= Bloc de texte =

Au Père Lachaise, les oiseaux sont revenus
Changer de regard sur les cimetières, c'est ce que nous proposent les jardiniers du Père Lachaise, sous l'impulsion de la Mairie de Paris. Depuis avril 2015, plus une goutte de pesticide chimique n'y est entrée, et tout va bien : les graminées et autres herbes folles sont revenues, les insectes aussi, et donc les oiseaux, les hérissons et beaucoup d'autres habitants bien vivants.
Un biotope très riche
44 hectares de tranquillité, 5300 arbres et zéro-phyto, le tout en pleine ville : pour nous il s'agit de tombes, pour la faune c'est un chaos rocheux, voire de petites falaises, sous une forêt clairsemée.
Aux plantes spontanées s'ajoutent les espèces décoratives plantées par l'homme et les fleurs les échappées des jardinières.
Le terrain plat ou escarpé, labyrinthique, offre une grande variété d'habitats, surtout aux espèces rupestres. Qui plus est, il n'est pas éclairé la nuit, et l'on sait que la pollution lumineuse empêche les animaux nocturnes de chasser.

= Entrées présentées =
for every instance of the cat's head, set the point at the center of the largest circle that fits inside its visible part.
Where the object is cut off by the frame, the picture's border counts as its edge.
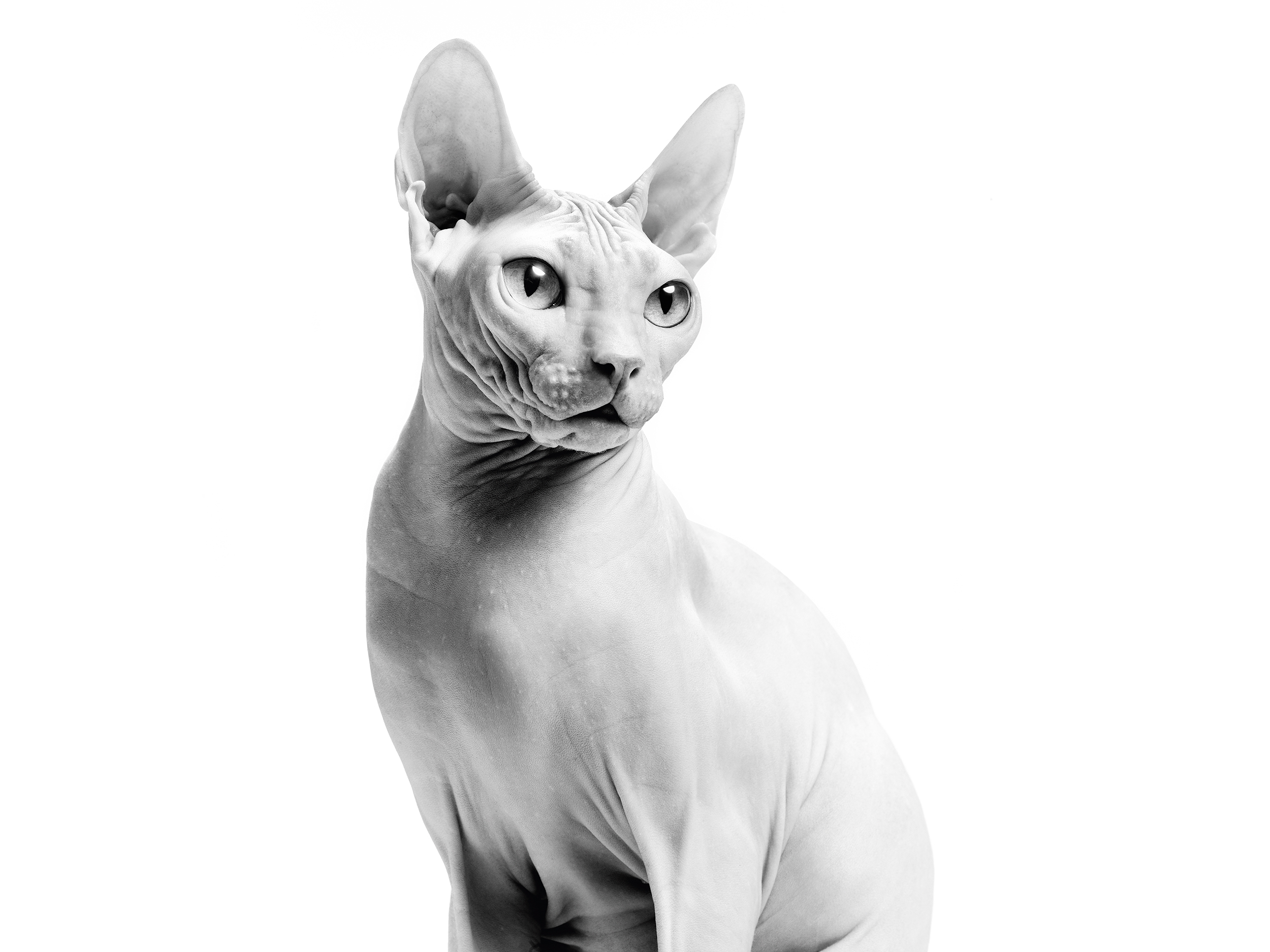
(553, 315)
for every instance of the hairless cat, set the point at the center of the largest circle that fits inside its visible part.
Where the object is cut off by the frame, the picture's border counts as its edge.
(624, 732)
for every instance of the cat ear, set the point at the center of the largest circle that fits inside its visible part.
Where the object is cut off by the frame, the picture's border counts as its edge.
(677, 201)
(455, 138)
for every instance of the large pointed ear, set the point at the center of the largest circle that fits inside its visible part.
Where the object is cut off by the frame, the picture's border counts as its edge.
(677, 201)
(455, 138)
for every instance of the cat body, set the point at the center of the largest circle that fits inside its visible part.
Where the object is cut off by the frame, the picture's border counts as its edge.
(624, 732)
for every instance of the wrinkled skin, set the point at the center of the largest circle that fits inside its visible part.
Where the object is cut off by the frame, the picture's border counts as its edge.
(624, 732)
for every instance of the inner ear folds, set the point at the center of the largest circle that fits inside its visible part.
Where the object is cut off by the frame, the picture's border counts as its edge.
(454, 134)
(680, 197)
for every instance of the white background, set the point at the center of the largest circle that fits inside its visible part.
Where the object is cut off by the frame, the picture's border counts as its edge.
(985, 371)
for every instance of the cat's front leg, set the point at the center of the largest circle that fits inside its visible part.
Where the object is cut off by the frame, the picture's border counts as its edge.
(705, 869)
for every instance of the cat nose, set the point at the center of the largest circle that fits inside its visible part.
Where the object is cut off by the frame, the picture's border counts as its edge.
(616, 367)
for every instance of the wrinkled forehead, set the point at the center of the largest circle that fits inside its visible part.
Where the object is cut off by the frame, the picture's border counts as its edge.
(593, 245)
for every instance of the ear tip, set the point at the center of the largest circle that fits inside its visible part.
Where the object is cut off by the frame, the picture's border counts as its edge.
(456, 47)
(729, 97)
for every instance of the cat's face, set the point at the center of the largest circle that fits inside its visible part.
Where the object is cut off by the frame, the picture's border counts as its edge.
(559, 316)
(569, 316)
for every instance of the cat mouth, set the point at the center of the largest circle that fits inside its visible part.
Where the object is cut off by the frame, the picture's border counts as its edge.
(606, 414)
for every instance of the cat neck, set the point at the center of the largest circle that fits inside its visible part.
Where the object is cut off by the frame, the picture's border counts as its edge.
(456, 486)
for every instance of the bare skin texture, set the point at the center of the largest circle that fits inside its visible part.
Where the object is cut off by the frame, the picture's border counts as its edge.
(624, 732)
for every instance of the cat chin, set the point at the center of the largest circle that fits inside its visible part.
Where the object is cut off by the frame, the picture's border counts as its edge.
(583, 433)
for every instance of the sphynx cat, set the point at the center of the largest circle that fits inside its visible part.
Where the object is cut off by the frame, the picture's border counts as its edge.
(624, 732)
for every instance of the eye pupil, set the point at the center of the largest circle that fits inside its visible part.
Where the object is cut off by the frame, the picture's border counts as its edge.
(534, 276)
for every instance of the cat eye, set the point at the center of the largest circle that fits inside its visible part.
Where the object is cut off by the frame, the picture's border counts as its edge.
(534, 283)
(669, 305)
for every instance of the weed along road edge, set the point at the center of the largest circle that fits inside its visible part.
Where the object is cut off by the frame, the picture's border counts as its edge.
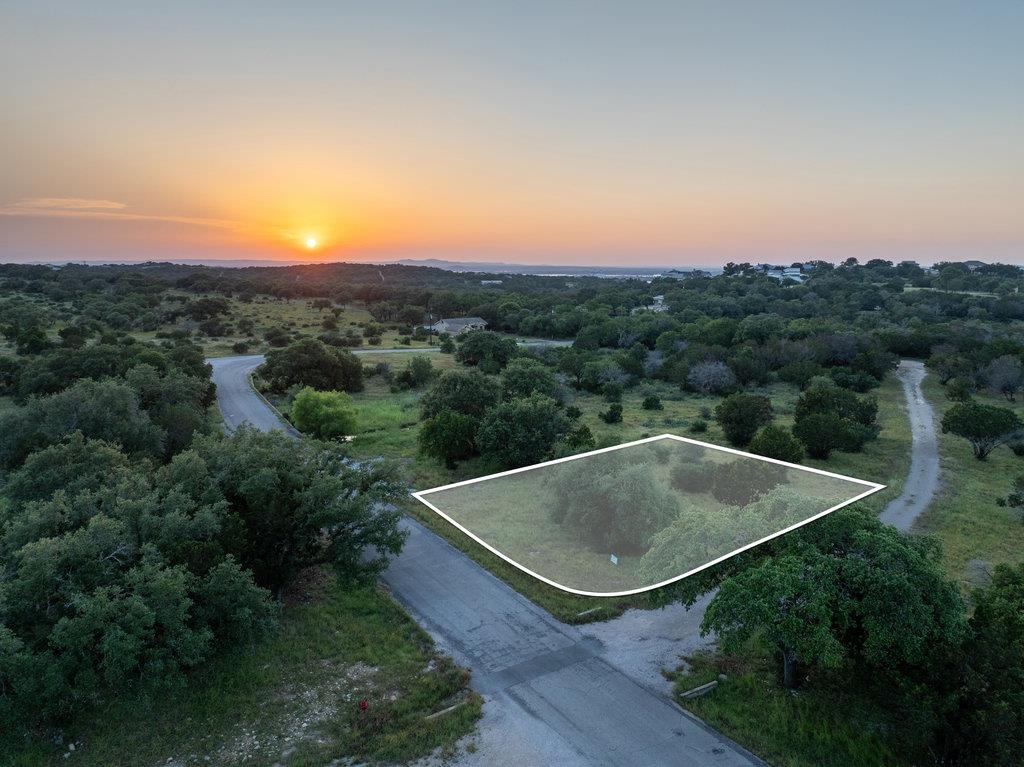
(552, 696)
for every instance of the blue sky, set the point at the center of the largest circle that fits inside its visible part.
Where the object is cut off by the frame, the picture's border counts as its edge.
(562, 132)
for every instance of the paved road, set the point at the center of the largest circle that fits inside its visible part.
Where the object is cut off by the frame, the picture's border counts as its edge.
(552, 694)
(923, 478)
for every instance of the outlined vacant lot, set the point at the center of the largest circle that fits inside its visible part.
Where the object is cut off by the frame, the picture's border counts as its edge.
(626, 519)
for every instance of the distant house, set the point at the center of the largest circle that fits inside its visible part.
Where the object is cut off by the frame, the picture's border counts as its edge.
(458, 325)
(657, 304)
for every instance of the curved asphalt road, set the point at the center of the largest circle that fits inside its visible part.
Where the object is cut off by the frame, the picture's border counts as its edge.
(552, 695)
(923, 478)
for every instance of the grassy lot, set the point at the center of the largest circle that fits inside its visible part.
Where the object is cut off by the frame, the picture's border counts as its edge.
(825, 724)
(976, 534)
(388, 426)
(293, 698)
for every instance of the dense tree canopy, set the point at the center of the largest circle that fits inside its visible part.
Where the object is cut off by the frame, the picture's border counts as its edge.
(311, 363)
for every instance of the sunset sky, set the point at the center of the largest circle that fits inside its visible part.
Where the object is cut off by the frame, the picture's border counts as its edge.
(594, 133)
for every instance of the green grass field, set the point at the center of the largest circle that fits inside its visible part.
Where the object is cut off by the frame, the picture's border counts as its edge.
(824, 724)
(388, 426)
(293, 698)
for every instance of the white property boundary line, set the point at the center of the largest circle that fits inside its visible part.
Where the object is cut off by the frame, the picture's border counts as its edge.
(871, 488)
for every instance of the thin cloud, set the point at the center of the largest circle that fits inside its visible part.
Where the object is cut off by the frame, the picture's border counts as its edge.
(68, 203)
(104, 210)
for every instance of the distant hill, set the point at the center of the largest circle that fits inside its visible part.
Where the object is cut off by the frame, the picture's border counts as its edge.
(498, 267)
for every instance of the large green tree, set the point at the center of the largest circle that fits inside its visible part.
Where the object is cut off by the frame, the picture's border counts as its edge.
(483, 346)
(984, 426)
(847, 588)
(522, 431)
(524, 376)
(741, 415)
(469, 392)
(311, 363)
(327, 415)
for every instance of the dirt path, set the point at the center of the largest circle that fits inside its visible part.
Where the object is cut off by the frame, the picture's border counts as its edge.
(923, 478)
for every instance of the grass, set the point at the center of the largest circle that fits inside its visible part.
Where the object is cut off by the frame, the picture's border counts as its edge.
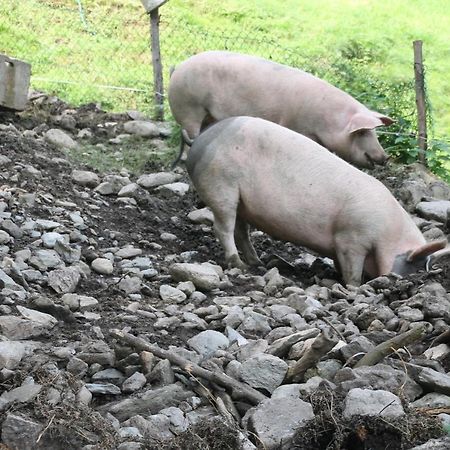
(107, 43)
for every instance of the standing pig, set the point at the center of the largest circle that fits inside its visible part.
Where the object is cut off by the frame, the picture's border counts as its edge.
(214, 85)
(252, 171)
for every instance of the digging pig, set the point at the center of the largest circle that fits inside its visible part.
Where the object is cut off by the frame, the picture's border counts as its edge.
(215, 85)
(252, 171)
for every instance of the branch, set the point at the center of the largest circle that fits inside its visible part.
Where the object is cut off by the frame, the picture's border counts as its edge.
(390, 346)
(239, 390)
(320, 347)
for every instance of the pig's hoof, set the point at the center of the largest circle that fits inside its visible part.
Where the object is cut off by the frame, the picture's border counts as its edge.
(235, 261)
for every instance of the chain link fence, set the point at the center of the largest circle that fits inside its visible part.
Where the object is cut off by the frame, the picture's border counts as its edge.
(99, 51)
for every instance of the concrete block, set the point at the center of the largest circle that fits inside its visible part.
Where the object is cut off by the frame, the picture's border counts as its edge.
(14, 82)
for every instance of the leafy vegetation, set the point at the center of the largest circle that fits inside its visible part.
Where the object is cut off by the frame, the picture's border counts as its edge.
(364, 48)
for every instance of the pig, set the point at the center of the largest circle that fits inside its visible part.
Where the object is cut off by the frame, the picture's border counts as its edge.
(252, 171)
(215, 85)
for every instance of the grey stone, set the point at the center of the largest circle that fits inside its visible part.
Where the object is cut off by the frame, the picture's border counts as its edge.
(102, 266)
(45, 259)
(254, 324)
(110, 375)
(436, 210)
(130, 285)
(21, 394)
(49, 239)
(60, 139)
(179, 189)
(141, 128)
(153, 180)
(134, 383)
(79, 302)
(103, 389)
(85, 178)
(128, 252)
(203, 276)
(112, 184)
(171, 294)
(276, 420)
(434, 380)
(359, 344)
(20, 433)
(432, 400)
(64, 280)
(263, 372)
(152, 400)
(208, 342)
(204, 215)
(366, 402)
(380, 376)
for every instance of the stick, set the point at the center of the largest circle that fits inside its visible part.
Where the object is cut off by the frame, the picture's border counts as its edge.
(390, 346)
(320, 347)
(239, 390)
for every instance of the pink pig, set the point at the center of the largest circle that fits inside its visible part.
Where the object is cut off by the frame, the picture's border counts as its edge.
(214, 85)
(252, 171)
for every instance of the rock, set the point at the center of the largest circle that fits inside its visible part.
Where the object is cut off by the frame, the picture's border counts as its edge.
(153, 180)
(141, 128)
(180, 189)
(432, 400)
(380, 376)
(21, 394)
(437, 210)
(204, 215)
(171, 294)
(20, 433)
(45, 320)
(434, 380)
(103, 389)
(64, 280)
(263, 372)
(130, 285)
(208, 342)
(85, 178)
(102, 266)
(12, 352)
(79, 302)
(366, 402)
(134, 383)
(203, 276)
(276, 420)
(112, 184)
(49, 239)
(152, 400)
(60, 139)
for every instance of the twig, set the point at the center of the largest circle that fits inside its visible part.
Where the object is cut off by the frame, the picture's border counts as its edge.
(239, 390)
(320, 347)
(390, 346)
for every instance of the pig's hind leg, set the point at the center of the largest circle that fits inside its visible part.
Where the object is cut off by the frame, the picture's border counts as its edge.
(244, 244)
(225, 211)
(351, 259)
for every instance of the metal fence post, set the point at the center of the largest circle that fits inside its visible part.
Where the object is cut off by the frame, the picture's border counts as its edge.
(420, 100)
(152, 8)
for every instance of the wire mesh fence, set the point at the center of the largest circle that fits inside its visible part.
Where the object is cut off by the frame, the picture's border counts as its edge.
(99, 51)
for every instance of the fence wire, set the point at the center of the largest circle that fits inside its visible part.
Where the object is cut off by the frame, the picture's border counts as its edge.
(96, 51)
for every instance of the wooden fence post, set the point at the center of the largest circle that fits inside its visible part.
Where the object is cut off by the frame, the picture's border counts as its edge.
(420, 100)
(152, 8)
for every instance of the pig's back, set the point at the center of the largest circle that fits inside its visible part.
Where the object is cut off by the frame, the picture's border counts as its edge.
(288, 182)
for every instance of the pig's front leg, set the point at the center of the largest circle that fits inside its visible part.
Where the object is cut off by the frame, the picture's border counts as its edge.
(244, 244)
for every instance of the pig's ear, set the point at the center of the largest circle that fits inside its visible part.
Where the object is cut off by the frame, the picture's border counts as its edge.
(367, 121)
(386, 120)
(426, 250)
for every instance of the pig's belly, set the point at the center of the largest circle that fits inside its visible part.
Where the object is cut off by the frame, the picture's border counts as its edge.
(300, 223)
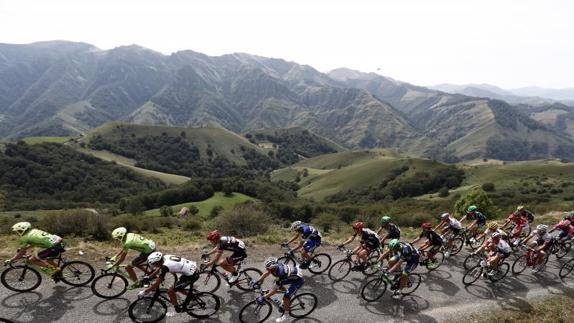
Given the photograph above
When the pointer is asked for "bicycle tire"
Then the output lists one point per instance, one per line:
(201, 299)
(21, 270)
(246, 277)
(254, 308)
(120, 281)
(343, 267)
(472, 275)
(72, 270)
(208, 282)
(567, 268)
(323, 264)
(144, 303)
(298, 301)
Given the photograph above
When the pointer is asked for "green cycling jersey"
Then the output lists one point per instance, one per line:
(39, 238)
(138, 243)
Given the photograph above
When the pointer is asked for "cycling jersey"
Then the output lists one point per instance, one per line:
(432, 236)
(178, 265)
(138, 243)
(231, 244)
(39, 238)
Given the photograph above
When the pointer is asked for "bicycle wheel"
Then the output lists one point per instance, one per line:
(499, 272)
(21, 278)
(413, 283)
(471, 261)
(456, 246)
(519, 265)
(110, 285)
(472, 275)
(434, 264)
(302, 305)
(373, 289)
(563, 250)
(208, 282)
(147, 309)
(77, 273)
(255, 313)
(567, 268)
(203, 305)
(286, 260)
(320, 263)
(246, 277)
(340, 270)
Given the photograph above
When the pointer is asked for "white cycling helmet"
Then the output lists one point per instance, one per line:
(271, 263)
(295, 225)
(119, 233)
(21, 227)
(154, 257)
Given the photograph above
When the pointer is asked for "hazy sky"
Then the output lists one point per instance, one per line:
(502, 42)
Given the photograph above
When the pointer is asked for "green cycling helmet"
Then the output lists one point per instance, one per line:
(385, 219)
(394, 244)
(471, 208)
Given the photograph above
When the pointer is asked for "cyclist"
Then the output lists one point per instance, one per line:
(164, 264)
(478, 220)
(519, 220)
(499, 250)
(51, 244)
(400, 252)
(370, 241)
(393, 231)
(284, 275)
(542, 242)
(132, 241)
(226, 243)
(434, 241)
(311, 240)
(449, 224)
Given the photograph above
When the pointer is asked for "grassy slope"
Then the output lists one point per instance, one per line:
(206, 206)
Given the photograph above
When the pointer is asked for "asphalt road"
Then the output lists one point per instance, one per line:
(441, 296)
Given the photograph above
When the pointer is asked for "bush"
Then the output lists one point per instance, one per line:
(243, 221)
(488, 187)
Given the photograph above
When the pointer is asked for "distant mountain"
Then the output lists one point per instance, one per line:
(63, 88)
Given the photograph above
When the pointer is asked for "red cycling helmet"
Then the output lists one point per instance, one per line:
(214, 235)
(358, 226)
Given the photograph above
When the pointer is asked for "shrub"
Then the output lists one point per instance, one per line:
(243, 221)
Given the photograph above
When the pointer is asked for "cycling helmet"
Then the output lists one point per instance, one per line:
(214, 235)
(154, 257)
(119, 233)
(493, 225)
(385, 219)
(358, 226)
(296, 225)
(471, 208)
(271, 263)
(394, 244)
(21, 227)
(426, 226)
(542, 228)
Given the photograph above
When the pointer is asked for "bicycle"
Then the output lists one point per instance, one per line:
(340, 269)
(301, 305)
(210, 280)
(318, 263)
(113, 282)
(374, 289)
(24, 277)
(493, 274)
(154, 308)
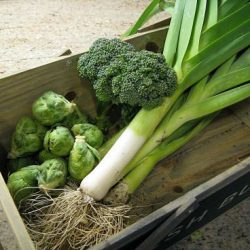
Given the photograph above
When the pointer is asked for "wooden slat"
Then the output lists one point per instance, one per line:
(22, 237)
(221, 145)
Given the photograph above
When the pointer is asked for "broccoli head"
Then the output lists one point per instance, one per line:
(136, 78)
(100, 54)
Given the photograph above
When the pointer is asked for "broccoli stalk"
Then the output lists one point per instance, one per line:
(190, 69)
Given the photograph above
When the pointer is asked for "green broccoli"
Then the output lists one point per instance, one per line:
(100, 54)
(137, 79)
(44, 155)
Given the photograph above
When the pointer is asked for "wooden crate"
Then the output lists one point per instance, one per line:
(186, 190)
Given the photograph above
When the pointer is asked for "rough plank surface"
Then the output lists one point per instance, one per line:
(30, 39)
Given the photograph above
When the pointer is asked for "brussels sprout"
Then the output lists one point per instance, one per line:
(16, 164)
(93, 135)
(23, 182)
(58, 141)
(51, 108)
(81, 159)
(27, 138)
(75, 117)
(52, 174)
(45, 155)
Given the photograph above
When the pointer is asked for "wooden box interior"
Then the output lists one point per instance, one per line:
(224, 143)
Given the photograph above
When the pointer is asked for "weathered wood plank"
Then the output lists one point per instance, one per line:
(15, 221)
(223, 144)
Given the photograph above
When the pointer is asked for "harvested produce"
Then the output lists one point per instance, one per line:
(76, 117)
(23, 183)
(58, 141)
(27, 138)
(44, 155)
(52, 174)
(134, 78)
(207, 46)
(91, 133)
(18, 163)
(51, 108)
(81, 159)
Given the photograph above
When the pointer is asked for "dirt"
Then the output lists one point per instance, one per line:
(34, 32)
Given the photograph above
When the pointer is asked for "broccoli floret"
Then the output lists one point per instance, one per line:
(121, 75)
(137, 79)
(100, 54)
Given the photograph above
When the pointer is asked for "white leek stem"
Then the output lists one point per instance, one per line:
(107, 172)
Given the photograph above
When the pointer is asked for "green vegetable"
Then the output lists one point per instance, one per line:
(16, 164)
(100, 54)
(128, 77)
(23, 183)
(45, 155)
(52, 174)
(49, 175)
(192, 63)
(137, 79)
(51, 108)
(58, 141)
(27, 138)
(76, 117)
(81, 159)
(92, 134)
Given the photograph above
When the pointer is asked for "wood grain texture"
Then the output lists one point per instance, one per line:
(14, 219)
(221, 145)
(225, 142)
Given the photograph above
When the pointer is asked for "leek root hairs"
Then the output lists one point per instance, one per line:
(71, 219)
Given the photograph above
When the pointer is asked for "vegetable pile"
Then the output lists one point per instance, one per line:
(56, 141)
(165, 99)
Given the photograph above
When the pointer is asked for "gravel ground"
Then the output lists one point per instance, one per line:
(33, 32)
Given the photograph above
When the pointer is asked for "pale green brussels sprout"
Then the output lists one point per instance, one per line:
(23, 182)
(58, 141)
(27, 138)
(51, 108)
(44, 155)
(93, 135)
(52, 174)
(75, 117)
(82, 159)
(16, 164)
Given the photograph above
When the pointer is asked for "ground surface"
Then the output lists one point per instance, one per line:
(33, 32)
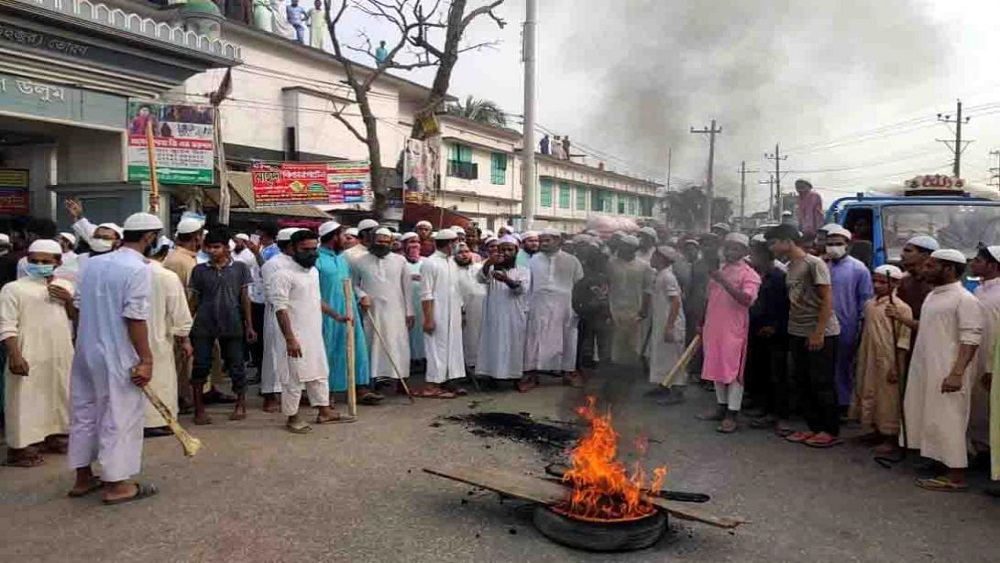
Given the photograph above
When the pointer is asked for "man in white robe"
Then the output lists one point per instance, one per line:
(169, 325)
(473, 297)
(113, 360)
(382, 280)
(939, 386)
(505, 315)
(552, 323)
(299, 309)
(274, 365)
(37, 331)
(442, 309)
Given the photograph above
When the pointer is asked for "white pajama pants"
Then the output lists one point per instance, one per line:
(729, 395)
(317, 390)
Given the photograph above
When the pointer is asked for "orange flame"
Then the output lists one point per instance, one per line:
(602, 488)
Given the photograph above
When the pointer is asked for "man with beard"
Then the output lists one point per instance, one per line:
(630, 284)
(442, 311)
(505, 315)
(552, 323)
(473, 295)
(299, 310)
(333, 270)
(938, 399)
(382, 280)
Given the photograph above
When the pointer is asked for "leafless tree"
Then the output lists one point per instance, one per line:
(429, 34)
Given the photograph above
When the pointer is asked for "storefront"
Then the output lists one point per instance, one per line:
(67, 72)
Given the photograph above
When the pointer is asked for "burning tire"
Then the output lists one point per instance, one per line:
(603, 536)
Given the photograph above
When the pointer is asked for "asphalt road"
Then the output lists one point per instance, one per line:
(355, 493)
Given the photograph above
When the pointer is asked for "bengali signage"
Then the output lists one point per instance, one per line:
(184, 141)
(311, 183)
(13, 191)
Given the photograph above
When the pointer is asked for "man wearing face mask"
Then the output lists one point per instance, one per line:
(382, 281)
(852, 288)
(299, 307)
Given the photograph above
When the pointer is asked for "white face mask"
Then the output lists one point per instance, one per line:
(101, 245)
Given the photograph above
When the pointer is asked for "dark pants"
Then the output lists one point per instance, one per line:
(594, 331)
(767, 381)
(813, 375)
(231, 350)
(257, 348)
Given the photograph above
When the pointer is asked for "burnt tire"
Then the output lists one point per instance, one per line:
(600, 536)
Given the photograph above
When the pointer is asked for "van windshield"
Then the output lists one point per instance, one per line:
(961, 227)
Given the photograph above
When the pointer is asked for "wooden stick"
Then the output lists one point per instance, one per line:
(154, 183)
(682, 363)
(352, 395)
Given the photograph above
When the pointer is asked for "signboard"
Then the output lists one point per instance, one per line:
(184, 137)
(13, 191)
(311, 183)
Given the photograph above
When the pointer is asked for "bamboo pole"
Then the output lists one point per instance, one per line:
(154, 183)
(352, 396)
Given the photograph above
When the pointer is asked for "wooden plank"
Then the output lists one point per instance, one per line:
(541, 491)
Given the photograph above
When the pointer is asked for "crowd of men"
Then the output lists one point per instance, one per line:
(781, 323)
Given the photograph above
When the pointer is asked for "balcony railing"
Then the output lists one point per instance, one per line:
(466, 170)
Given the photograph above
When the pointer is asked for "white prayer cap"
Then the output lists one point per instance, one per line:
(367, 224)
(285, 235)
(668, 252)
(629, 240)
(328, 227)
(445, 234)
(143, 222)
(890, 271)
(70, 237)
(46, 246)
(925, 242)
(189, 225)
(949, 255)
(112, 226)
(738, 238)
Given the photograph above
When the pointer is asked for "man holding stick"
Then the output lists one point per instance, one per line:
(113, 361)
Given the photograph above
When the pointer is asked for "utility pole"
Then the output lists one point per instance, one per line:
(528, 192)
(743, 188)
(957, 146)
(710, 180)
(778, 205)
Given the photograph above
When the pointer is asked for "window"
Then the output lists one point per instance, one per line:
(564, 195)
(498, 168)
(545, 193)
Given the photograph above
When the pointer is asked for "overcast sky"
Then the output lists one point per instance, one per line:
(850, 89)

= Défi 1 =
D'après le texte sur le Père Lachaise, pourquoi le fait que le cimetière ne soit pas éclairé la nuit est-il favorable à la faune ? Répondez en une à trois phrases.
= Défi 2 =
Répondez aux questions suivantes à partir du texte sur le Père Lachaise :
(a) Depuis quand aucun pesticide chimique n'est-il entré dans le cimetière ?
(b) Quelle est la superficie du lieu ?
(c) Combien d'arbres y compte-t-on ?
= Défi 3 =
Poursuivez le texte sur le Père Lachaise à partir de sa dernière phrase.

= Réponse attendue 1 =
Le cimetière n'est pas éclairé la nuit, et la pollution lumineuse empêche les animaux nocturnes de chasser. Ceux-ci peuvent donc y chasser.

= Réponse attendue 2 =
(a) Depuis avril 2015.
(b) 44 hectares.
(c) 5300 arbres.

= Réponse attendue 3 =
Une faune qui prospère
Les oiseaux
Les plus visibles sont les corneilles noires, une vingtaine de couples. A Paris elles sont nombreuses à être baguées, et la numéro 157, qui m'a suivi tout l'après-midi, me semble très familière car un reportage entendu sur France Inter la cite également. Ou alors elle sait que les porteurs de matériel photographique mangent souvent des sandwiches sur place ? Elles adorent soulever les mottes de terre et les pierres à la recherche d'insectes.
Les plantes qui tolèrent les sols tassés, comme la famille des graminées et des carex (ou laîches) sont nombreuses, ce qui attire les espèces dites caricoles. Les fruits abondent : les arilles des ifs, les marrons, les samares des érables, les faînes des hêtres, les graines des bouleaux… un microcosme qui convient à de multiples espèces, granivores et frugivores.
Comme en ville, les pigeons apprécient la présence des humains et des restes de repas.
Les perruches à collier prospèrent, comme partout en Europe. En septembre, on entend un crépitement permanent, comme une pluie fine, surtout par beau temps : elles décortiquent au-dessus de nos têtes les fruits des cyprès qui bordent une longue allée.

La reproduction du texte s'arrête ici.